Labeling and segmentation records:

• • • • •

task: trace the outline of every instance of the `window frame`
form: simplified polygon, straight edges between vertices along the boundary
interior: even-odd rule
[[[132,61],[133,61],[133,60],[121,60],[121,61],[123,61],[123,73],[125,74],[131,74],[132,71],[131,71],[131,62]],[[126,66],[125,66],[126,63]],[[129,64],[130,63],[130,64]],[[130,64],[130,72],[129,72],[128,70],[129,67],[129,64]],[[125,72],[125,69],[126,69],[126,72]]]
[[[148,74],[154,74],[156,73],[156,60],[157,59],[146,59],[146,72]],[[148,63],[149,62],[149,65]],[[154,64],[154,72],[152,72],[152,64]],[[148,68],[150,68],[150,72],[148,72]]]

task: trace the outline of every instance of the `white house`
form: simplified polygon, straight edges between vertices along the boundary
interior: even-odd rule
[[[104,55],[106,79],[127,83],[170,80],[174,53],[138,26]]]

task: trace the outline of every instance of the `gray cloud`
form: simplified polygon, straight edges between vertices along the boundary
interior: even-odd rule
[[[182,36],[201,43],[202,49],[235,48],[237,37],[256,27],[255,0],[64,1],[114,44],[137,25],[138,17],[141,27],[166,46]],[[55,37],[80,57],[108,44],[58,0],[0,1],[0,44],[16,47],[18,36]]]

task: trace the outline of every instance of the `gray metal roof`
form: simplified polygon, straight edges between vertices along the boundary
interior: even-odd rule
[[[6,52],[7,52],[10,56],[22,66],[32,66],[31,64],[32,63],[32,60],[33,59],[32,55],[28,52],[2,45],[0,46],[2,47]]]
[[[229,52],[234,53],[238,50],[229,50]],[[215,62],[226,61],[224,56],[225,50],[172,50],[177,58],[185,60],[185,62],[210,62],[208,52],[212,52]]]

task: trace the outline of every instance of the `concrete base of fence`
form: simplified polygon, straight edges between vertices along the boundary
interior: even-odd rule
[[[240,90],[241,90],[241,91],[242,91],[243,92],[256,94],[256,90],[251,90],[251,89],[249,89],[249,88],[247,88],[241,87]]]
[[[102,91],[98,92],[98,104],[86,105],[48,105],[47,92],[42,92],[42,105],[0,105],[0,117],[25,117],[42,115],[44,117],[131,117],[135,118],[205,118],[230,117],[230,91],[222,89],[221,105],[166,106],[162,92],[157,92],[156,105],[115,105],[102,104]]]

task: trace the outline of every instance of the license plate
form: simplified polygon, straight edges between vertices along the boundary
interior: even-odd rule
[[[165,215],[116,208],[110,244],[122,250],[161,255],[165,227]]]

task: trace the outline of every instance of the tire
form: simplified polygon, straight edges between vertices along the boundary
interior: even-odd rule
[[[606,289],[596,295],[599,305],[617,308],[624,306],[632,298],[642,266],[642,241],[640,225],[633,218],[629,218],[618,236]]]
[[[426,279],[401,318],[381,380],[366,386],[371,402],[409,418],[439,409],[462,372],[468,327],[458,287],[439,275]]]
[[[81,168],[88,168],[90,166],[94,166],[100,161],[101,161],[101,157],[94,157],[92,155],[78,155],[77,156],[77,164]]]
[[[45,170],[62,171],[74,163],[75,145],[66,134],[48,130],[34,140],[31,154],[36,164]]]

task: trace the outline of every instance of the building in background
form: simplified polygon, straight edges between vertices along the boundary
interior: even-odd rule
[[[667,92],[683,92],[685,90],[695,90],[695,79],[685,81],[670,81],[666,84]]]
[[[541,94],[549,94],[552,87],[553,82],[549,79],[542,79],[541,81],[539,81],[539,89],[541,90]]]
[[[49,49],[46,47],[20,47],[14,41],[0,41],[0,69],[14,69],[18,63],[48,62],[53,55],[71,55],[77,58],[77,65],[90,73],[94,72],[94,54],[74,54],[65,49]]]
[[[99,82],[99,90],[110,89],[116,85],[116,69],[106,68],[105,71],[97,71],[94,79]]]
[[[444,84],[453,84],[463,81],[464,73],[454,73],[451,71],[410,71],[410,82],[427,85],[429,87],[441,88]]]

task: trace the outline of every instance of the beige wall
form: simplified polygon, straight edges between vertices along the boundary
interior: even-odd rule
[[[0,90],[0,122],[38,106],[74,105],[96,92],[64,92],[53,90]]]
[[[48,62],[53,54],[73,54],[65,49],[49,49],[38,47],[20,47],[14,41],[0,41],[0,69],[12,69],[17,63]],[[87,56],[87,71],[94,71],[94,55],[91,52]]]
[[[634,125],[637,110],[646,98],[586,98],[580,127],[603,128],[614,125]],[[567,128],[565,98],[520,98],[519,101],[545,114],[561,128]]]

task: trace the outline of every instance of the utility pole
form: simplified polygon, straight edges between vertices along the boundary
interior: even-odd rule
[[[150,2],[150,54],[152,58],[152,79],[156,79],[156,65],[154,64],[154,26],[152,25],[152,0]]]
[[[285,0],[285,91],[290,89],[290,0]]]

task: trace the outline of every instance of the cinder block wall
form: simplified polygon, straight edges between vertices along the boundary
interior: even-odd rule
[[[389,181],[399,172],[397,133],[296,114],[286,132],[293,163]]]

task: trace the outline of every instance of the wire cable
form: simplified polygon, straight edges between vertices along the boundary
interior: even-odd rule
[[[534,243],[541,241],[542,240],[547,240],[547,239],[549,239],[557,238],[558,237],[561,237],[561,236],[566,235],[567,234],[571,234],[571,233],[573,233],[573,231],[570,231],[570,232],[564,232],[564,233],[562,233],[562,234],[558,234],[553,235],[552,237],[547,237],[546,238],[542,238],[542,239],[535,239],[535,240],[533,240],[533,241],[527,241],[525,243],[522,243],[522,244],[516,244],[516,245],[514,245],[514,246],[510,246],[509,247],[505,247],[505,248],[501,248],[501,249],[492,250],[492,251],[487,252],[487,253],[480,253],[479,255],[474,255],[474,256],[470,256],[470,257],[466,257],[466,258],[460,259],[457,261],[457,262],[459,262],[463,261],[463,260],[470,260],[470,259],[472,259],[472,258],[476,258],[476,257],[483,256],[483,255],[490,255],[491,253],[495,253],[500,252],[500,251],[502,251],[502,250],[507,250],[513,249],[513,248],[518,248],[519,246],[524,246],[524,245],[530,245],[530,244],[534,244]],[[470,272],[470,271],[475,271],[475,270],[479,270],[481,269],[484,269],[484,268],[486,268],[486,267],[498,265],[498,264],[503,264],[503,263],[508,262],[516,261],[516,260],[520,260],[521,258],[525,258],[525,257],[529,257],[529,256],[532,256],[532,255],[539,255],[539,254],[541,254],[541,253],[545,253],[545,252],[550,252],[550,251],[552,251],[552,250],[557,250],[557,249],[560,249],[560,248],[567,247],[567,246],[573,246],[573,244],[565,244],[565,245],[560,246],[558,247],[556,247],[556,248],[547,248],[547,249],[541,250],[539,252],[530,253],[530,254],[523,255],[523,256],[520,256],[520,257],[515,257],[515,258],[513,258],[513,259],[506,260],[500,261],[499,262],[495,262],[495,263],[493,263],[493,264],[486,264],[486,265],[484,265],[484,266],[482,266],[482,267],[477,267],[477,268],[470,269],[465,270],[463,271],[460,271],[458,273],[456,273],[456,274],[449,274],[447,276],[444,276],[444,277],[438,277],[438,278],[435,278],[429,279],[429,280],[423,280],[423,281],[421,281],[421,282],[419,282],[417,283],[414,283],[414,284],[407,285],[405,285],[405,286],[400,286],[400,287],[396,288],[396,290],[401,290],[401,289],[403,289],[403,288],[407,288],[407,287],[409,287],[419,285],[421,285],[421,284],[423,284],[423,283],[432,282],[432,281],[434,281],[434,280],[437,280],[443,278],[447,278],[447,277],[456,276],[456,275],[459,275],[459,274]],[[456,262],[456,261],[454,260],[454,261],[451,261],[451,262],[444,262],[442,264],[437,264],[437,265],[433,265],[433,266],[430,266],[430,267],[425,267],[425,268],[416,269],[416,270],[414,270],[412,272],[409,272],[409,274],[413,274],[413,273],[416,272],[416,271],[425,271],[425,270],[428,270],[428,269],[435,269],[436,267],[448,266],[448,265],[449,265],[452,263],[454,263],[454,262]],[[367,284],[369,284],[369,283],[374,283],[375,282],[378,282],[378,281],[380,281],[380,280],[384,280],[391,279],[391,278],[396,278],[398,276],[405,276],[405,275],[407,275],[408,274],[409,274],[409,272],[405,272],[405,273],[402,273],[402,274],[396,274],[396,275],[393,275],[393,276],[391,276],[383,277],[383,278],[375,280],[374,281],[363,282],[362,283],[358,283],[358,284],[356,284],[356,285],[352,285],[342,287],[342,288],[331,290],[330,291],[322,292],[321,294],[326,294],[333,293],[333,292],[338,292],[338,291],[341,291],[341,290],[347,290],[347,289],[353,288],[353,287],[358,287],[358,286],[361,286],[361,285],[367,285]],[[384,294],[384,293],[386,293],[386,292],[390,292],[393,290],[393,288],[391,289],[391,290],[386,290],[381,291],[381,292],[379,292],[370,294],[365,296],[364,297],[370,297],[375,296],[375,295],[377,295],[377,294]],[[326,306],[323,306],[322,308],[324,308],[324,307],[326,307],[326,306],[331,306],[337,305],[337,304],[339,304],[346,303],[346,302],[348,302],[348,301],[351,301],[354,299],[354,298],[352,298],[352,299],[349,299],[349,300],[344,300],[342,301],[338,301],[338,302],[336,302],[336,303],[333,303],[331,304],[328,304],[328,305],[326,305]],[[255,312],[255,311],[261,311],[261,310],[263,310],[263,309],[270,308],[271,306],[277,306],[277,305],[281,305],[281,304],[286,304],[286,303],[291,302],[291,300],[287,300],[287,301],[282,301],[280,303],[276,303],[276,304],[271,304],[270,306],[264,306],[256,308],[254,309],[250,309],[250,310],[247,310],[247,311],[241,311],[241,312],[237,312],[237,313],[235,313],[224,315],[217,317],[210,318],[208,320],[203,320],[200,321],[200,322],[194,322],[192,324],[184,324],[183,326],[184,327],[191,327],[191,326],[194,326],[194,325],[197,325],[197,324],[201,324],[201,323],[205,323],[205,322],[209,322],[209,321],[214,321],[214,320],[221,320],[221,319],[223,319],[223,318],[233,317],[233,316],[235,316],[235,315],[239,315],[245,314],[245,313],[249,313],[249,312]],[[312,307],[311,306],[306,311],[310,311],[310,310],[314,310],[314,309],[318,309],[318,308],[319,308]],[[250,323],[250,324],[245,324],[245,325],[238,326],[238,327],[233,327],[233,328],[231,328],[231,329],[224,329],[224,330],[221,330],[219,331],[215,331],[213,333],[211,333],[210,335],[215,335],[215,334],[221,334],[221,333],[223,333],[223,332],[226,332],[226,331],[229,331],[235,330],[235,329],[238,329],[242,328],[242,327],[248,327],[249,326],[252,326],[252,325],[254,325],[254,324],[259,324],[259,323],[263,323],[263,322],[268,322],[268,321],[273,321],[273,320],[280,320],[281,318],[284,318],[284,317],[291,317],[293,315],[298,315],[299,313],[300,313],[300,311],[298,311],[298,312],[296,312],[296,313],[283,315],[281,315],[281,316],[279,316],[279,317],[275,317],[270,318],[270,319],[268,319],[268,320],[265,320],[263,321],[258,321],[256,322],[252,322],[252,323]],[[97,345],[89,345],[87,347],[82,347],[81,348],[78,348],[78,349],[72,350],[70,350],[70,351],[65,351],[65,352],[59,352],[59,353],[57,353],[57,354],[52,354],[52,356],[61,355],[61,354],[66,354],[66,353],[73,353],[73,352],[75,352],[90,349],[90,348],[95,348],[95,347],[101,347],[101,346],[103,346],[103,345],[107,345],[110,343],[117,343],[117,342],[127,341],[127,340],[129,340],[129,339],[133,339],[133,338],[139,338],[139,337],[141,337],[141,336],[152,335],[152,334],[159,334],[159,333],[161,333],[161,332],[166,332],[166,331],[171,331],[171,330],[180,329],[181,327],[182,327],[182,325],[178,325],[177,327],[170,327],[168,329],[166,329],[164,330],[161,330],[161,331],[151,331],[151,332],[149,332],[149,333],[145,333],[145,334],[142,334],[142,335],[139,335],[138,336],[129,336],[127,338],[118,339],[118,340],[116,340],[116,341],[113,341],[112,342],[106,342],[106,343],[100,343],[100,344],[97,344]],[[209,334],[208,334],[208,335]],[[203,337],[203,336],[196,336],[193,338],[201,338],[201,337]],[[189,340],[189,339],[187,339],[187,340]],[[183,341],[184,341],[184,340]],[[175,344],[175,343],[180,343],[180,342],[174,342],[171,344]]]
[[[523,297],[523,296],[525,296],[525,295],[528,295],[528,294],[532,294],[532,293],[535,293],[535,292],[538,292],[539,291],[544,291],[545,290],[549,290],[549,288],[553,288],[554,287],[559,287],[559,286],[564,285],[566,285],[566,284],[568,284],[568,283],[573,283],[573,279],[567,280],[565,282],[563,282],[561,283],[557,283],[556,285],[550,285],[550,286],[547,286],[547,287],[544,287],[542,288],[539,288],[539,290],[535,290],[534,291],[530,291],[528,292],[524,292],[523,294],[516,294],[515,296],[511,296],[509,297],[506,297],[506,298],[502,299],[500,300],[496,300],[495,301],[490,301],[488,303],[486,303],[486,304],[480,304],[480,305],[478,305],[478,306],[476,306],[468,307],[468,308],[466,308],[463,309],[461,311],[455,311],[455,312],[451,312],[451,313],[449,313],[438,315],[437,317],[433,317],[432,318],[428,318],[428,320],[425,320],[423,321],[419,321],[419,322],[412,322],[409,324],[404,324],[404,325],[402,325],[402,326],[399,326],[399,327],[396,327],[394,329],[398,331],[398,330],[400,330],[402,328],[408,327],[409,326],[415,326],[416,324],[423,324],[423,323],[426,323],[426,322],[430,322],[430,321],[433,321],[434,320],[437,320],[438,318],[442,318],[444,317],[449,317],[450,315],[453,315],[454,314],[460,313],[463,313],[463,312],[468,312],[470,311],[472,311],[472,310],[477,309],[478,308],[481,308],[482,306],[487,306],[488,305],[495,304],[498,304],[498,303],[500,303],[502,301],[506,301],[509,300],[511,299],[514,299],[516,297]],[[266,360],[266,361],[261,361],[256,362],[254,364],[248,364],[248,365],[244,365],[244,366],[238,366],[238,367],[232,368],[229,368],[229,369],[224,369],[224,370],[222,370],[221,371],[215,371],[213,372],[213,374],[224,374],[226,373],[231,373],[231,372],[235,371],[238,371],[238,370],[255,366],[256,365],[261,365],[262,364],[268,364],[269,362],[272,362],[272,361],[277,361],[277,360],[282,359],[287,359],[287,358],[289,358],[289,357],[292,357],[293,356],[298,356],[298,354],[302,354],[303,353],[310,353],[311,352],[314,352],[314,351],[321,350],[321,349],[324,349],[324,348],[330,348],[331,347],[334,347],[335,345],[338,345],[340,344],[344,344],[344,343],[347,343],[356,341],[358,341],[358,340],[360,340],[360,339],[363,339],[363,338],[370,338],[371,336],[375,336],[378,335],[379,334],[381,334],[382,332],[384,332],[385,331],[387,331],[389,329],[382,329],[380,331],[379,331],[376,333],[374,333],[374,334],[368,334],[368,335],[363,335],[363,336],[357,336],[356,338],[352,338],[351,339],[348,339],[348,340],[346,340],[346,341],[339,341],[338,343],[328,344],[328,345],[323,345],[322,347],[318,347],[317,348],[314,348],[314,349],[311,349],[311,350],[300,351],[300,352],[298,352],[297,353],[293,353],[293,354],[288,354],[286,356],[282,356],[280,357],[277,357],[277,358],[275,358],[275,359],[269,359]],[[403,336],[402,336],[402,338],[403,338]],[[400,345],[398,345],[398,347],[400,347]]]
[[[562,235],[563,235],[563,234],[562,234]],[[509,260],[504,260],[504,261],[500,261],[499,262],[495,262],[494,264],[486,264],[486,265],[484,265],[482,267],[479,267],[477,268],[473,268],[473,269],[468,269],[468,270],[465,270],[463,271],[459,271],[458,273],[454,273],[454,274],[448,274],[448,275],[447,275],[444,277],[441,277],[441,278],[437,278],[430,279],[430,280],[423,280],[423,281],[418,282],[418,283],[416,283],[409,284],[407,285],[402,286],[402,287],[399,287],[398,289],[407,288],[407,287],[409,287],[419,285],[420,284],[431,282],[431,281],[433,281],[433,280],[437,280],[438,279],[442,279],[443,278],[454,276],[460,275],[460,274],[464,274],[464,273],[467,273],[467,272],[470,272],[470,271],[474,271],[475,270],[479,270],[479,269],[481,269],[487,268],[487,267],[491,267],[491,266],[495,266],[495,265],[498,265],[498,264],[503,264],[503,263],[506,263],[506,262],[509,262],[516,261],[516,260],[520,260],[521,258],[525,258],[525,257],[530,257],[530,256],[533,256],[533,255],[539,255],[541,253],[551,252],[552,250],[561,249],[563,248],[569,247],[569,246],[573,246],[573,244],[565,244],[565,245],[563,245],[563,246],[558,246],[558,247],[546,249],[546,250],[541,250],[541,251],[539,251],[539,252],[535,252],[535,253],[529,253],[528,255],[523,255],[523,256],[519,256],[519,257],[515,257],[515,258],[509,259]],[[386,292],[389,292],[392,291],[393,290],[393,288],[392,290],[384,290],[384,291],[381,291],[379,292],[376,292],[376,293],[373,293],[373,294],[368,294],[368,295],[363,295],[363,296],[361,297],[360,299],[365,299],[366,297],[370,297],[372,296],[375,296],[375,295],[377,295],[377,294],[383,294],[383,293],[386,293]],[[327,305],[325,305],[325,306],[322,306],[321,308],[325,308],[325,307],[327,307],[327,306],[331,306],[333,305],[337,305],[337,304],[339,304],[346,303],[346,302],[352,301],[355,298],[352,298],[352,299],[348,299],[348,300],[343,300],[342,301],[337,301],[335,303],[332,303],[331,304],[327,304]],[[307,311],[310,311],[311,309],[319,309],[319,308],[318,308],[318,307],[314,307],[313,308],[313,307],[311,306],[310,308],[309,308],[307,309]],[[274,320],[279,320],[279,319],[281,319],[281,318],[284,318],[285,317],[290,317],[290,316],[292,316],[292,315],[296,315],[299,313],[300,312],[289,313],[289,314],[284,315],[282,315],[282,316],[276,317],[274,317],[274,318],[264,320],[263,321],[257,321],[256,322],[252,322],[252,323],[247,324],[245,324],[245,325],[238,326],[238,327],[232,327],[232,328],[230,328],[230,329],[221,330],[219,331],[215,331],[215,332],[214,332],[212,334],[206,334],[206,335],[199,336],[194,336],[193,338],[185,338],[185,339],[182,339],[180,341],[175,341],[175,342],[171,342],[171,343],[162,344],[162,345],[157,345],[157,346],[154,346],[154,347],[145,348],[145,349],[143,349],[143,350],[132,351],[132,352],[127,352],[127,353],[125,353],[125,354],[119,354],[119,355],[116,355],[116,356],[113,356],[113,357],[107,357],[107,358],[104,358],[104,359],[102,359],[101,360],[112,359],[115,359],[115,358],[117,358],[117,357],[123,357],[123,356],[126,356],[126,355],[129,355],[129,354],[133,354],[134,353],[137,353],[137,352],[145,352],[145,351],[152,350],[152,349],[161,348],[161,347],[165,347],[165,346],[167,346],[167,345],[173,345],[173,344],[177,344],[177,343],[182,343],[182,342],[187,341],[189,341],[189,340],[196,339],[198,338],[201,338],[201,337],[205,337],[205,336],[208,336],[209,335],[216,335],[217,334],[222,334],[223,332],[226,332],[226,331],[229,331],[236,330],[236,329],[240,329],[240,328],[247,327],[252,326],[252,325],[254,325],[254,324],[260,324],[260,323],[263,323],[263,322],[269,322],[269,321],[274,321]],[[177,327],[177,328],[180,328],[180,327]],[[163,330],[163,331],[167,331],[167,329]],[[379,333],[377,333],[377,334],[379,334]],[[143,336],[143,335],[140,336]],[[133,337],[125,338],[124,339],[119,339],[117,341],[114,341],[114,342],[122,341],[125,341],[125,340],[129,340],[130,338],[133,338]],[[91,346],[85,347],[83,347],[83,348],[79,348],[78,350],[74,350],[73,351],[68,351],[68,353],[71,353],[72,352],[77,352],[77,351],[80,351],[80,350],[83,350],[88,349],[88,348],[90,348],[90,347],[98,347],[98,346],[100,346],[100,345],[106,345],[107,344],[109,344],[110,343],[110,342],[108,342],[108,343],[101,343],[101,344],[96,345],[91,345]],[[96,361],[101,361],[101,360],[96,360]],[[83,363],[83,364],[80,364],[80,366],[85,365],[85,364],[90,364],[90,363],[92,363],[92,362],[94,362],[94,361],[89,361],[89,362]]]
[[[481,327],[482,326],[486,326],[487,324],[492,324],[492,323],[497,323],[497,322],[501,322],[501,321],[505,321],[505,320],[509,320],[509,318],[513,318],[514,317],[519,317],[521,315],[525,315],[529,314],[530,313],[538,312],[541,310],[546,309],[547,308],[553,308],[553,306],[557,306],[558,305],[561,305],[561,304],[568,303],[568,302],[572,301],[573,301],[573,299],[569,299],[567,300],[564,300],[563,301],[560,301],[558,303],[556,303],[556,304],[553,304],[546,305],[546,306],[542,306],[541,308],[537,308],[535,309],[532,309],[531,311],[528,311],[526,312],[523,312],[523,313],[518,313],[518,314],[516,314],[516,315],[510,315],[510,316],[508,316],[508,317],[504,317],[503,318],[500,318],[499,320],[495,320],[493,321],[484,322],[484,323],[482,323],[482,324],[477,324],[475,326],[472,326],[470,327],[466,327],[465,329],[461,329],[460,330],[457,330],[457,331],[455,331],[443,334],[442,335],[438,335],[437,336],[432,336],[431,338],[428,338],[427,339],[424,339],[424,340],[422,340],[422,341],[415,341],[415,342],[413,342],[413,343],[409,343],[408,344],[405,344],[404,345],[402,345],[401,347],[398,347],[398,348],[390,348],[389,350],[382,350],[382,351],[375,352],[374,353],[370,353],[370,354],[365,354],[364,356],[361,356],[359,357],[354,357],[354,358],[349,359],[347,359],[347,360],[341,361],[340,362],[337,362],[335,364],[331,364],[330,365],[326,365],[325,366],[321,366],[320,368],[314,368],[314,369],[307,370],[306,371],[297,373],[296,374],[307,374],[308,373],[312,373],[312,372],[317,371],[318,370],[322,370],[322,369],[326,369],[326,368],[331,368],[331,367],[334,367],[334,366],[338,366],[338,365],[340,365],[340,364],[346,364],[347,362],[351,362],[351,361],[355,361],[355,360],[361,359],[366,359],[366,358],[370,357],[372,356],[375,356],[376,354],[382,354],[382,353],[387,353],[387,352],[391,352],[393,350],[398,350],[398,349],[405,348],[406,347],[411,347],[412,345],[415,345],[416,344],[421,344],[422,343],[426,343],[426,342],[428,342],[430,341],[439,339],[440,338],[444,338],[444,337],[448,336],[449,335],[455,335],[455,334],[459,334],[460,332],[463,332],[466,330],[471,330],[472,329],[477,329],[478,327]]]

• • • • •

Stated task: Give the lines above again exactly, beginning at the line that contains "task: trace the outline of every instance of the cinder" and stopping after the line that contains "[[[389,181],[399,172],[397,133],[296,114],[286,132],[293,163]]]".

Answer to this problem:
task: trace the outline of every instance of the cinder block wall
form: simplified polygon, straight edges between vertices along the boundary
interior: even-odd rule
[[[389,181],[399,172],[397,133],[296,114],[286,132],[293,163]]]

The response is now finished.